■ **Your objective**: From the data below, extract the stretch from the line containing "the white kopiah" through the line containing "(1038, 126)", both lines included, and reproduce each line verbatim.
>> Begin Data shown
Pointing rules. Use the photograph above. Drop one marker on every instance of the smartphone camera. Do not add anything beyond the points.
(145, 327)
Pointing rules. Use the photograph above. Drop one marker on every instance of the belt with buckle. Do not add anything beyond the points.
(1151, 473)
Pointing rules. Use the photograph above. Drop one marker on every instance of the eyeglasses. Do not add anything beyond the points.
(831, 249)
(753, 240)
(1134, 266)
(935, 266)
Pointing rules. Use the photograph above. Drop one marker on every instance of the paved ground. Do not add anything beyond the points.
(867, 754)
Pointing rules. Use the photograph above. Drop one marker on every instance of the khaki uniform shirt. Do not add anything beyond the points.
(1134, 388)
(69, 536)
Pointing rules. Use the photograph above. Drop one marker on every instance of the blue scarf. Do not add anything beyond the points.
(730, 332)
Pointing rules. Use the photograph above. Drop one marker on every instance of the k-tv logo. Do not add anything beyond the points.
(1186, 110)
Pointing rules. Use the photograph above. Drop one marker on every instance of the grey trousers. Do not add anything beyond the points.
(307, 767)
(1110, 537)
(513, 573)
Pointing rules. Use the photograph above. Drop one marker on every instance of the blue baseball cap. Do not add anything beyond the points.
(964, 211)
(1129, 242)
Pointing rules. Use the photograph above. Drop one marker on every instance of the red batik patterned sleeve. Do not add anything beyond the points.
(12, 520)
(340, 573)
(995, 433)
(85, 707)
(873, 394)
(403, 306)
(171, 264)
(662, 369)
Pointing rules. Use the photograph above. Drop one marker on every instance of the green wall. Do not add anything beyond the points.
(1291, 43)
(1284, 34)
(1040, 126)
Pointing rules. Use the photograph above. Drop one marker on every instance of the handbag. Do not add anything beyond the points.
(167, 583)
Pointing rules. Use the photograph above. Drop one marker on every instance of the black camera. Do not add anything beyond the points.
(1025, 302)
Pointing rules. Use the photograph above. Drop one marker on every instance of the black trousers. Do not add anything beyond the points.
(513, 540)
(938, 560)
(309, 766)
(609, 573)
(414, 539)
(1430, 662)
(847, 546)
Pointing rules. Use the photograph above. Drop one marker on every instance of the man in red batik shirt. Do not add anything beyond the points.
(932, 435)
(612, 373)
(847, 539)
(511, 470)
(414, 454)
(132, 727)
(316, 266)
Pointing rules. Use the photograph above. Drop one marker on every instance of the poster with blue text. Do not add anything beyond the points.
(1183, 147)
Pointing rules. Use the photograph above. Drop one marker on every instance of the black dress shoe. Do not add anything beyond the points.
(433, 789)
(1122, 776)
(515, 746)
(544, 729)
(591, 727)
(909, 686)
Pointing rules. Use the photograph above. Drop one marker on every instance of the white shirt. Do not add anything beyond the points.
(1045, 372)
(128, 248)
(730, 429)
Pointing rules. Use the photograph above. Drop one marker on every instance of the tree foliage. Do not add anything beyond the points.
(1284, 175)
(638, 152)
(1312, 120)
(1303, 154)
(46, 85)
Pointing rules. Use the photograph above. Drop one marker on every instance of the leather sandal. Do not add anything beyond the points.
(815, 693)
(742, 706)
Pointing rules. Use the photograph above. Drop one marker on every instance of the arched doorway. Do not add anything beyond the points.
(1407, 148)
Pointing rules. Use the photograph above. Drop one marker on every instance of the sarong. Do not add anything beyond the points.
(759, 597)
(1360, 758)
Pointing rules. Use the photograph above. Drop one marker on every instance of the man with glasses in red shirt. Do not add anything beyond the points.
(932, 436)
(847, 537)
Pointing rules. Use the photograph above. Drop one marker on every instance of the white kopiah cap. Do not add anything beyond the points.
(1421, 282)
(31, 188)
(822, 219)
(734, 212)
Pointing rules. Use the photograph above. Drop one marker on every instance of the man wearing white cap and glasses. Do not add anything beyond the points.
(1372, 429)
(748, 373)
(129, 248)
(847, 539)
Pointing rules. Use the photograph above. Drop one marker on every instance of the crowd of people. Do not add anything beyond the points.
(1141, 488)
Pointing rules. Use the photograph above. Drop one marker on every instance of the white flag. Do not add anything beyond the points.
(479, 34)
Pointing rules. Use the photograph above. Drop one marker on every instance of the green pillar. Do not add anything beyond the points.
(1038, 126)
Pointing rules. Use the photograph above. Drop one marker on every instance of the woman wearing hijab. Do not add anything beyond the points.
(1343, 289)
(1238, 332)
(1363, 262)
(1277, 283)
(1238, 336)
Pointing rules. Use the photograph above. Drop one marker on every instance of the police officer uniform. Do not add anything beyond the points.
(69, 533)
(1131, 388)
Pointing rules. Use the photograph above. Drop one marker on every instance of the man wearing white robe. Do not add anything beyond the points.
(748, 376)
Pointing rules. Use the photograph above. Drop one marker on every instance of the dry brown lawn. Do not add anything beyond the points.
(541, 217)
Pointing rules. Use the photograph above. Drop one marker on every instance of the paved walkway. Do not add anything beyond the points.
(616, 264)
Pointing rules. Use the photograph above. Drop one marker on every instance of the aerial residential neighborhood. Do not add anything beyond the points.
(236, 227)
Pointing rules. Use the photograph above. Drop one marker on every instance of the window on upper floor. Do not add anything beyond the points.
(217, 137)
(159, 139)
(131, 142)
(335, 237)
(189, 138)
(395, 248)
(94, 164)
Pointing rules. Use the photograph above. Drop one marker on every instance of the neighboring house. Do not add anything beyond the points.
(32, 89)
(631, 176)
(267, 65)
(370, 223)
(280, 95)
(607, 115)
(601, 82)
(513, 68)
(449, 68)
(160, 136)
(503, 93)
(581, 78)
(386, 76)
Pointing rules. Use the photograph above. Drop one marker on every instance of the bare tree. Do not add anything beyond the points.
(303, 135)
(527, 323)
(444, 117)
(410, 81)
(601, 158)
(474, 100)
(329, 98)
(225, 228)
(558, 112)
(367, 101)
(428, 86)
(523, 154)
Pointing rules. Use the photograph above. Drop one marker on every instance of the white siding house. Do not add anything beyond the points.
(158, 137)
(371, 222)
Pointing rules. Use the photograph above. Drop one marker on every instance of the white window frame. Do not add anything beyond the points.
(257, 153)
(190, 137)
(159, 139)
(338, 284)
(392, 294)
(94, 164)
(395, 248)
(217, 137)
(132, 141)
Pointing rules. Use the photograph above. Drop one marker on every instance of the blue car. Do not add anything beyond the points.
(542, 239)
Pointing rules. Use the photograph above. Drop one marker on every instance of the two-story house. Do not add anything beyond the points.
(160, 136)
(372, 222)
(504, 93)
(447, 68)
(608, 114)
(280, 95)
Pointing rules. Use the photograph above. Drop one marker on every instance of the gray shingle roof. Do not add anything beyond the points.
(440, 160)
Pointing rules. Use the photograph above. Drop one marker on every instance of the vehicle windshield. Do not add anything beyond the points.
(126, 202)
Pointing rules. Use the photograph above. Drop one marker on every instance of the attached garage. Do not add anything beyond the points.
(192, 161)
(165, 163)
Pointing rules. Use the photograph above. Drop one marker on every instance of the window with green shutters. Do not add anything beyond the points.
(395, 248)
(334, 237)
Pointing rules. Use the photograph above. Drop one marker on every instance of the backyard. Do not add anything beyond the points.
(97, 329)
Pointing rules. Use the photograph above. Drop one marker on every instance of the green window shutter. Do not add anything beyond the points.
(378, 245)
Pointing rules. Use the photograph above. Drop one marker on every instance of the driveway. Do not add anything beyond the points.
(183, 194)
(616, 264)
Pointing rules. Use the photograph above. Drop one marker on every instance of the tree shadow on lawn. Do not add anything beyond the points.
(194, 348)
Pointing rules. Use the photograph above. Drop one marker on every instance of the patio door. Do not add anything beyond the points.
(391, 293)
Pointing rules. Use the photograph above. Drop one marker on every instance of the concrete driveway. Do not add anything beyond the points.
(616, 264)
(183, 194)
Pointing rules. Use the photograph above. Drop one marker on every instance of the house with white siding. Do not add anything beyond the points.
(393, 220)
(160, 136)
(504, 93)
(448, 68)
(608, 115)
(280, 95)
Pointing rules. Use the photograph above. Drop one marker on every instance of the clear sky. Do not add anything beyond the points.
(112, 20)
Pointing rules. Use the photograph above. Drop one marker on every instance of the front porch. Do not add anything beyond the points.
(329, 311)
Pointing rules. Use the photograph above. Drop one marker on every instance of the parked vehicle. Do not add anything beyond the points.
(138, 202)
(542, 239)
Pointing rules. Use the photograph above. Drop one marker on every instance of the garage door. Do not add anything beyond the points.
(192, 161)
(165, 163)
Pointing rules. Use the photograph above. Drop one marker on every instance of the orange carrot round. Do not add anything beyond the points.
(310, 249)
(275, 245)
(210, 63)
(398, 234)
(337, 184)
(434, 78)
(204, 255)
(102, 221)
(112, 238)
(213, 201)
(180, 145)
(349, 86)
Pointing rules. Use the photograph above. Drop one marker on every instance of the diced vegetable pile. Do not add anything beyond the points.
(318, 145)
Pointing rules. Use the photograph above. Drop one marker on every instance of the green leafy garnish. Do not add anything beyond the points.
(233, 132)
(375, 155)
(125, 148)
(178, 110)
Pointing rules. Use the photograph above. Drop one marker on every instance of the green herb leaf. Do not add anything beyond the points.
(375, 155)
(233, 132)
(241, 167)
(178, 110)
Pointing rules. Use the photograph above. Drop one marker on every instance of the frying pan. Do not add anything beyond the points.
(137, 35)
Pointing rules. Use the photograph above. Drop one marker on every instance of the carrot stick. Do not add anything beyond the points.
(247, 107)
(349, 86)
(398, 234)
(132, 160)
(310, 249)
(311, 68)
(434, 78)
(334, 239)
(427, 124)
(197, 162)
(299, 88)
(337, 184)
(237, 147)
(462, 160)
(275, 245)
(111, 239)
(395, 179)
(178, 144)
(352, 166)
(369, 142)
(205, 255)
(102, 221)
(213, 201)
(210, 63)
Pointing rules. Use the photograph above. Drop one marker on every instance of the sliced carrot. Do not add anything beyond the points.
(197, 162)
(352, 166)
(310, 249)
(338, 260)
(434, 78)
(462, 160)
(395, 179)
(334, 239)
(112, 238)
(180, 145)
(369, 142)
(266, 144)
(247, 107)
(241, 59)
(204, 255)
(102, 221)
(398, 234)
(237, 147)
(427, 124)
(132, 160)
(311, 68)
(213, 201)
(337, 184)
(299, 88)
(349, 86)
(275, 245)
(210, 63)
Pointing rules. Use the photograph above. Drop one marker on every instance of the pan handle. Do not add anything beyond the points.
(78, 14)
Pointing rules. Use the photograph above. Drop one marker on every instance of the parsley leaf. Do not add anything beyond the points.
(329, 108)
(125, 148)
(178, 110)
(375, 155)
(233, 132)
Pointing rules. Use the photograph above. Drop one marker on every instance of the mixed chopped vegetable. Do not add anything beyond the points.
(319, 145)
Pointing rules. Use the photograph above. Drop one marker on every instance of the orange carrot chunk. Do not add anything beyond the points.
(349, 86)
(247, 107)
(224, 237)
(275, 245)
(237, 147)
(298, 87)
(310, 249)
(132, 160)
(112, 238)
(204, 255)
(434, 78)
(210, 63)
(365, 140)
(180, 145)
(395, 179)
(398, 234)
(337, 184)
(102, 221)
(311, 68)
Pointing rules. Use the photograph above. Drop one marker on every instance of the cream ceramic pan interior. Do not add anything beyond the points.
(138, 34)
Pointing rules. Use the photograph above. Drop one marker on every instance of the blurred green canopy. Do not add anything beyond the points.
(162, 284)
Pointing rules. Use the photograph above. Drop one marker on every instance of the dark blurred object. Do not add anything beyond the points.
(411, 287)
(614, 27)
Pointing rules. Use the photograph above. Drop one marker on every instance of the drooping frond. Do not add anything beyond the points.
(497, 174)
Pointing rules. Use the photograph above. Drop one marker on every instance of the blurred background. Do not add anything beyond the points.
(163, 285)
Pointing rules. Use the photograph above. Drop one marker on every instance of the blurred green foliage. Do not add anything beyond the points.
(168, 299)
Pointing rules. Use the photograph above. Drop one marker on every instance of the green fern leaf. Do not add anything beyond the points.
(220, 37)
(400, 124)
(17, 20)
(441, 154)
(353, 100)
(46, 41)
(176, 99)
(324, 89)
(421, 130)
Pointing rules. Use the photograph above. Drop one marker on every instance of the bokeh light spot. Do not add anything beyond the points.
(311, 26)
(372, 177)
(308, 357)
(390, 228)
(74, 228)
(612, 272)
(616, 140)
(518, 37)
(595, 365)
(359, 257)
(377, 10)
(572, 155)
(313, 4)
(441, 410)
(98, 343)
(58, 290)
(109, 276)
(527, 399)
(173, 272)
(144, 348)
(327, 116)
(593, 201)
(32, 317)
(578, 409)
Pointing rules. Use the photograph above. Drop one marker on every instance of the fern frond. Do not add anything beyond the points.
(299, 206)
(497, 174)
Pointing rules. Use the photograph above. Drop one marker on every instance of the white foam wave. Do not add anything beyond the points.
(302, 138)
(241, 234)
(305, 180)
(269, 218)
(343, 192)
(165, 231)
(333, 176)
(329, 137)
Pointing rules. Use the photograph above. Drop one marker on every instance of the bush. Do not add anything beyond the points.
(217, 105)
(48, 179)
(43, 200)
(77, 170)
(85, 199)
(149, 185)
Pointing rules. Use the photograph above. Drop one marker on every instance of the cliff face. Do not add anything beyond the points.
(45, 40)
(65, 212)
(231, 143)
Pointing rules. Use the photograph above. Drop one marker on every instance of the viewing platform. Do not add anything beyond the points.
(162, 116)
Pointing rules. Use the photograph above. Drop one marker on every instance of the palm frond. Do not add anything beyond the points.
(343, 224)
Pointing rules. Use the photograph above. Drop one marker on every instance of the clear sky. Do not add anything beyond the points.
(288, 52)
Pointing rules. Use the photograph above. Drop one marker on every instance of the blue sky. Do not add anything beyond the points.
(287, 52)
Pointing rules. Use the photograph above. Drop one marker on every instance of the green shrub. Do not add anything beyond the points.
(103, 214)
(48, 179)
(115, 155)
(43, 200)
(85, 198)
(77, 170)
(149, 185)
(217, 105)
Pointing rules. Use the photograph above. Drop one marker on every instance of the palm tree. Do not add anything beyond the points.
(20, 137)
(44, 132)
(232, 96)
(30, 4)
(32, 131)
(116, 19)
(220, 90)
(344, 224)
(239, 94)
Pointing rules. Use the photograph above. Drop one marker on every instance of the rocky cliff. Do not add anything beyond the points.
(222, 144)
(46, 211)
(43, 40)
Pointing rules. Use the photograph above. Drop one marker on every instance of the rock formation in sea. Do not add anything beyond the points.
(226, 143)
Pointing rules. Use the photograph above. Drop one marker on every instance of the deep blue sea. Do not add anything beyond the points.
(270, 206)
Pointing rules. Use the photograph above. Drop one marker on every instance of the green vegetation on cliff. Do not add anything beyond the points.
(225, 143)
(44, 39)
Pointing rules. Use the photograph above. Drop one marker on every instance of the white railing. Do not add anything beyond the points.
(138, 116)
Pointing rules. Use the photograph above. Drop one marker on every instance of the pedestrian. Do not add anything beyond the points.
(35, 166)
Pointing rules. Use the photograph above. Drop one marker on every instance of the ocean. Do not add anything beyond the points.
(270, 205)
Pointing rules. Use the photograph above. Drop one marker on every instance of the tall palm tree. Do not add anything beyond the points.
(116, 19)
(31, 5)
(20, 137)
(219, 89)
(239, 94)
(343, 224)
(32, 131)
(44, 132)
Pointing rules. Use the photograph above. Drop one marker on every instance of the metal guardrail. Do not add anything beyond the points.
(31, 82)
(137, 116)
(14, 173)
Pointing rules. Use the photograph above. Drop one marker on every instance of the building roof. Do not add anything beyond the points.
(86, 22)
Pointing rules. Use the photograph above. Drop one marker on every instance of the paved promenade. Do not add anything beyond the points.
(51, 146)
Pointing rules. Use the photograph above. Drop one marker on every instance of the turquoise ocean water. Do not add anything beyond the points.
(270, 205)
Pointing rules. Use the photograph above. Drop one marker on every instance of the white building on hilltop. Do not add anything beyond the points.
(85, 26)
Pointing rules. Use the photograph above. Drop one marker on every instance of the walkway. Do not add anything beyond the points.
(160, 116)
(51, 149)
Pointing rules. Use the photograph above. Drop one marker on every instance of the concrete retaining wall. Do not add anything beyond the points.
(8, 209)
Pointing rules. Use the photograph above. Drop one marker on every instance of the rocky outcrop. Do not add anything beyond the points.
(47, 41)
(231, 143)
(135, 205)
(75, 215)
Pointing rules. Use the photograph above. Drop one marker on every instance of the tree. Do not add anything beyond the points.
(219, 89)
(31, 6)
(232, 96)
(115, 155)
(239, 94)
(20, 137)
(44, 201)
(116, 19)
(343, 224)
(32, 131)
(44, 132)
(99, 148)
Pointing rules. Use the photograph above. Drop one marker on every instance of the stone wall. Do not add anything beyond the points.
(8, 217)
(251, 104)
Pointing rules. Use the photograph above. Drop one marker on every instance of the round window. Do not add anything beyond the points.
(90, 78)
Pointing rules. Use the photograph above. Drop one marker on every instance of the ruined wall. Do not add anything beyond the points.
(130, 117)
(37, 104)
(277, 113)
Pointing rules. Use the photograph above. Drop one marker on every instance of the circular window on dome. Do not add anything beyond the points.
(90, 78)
>> End Data shown
■ **Task response**:
Pointing rules. Use the photograph above. Drop one marker on every instance of the white kopiah cap. Do not add anything beyond the points.
(1421, 282)
(31, 188)
(822, 219)
(734, 212)
Pointing rules. Use the photograph above. Drop one marker on every instance of the man wearing white cap and glasses. Do not add anything beyond the points.
(1372, 429)
(748, 373)
(129, 248)
(847, 539)
Pointing rules. Use the photograph above. Drop one marker on every instance of the crowd of people. Do not add anything beyond the points.
(1141, 488)
Pointing rules. Use the photograph above. Drop one marker on every instance of the white flag. Do not add anything beyond the points.
(479, 34)
Pointing rules. Use the photograph above. Drop one marker on every instance of the green pillar. Do not add anything beyond the points.
(1038, 126)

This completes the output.